> _OBJECTIVE A_
Decide whether each statement agrees with the soccer kick solution, answering yes or no and quoting the deciding words: (i) the goal is 25.0 m in front of the player; (ii) the velocity in y stays constant; (iii) the final velocity is found with Pythagoras.
> _OBJECTIVE B_
Answer these questions from the soccer kick solution:
(i) At what angle above the ground does the ball leave the player's foot?
(ii) What speed is given as the answer?
(iii) Why is the y component of the velocity at 1.96 s negative?
> _OBJECTIVE C_
Please transcribe the part of the soccer kick solution that opens with the words containing "and with this" and closes with "it points downward)".

> _EXCERPT_
------------------------------------------------------------------------
Question

As an aid in working this problem, consult Interactive Solution 3.41. A soccer player kicks the ball toward a goal that is 25.0 m in front of him. The ball leaves his foot at a speed of 16.2 m/s and an angle of 38.0 ° above the ground. Find the speed of the ball when the goalie catches it in front of the net.

Answer 1

Answer:

15.77m/s

Explanation:

the information we have is:

initial velocity $v_{0}=16.2m/s$

distance: $d=25m$

angle: $\theta=38$°

first we need to break down the velocity into its x and y components:

initial velocity in x (the velocity in x is constant):

$v_{0x}=v_{0}cos\theta\\v_{0x}=(16.2m/s)cos38\\v_{0x}=12.766m/s$

and initial velocity in y (the velocity in y is not constant due to acceleration of gravity):

$v_{0y}=v_{0}sin\theta\\v_{0y}=(16.2m/s)sin38\\v_{0y}=9.97m/s$

and now we find the time that the ball was in the air:

$t=\frac{d}{v_{0x}} =\frac{25m}{12.766m/s}\\ t=1.96s$

and with this time, we find the y component of the volicity at time 1.96s:

$v_{y}=v_{0y}-gt\\v_{y}=(9.97m/s)-(9.81m/s^2)(1.96s)\\v_{y}=-9.26m/s$(negative because it points downward)

finally, to find the final velocity we use pythagoras:

$v_{f}=\sqrt{v_{x}^2+v_{y}^2} =\sqrt{12.766^2+(-9.26)^2}=15.77m/s$
------------------------------------------------------------------------
Records:
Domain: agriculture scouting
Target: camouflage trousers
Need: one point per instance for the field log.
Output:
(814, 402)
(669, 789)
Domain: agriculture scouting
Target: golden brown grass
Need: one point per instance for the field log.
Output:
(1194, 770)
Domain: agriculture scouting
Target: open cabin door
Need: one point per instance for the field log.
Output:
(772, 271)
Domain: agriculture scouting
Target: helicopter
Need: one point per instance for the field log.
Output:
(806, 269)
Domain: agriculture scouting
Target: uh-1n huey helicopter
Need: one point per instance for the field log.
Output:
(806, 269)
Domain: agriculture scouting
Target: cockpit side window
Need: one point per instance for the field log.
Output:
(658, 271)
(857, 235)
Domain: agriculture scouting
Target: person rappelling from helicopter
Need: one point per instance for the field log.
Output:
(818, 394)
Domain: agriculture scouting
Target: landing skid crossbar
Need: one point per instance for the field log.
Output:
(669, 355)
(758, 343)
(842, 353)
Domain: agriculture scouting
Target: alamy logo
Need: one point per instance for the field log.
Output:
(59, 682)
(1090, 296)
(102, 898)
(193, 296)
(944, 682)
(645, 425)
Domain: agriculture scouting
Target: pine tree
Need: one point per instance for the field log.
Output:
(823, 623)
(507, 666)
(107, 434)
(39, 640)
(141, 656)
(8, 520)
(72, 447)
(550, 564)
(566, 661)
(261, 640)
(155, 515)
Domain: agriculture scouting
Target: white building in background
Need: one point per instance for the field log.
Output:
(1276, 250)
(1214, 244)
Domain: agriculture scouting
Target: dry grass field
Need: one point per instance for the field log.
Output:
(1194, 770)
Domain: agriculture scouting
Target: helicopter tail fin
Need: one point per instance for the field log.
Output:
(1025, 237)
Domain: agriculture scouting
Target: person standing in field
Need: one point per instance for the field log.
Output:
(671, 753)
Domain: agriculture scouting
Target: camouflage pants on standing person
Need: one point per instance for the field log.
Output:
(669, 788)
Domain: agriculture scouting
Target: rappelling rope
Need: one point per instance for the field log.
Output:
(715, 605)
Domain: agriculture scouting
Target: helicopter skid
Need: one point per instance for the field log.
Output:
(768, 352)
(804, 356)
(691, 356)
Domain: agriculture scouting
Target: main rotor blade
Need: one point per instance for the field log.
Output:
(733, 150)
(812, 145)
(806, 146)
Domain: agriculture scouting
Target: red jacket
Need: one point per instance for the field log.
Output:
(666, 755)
------------------------------------------------------------------------
> _TASK SOLUTION A_
(i) Yes: "a goal that is 25.0 m in front of him"
(ii) No: "the velocity in y is not constant due to acceleration of gravity"
(iii) Yes: "finally, to find the final velocity we use pythagoras"

> _TASK SOLUTION B_
(i) 38.0° above the ground
(ii) 15.77 m/s
(iii) Because it points downward

> _TASK SOLUTION C_
and with this time, we find the y component of the volicity at time 1.96s:

$v_{y}=v_{0y}-gt\\v_{y}=(9.97m/s)-(9.81m/s^2)(1.96s)\\v_{y}=-9.26m/s$(negative because it points downward)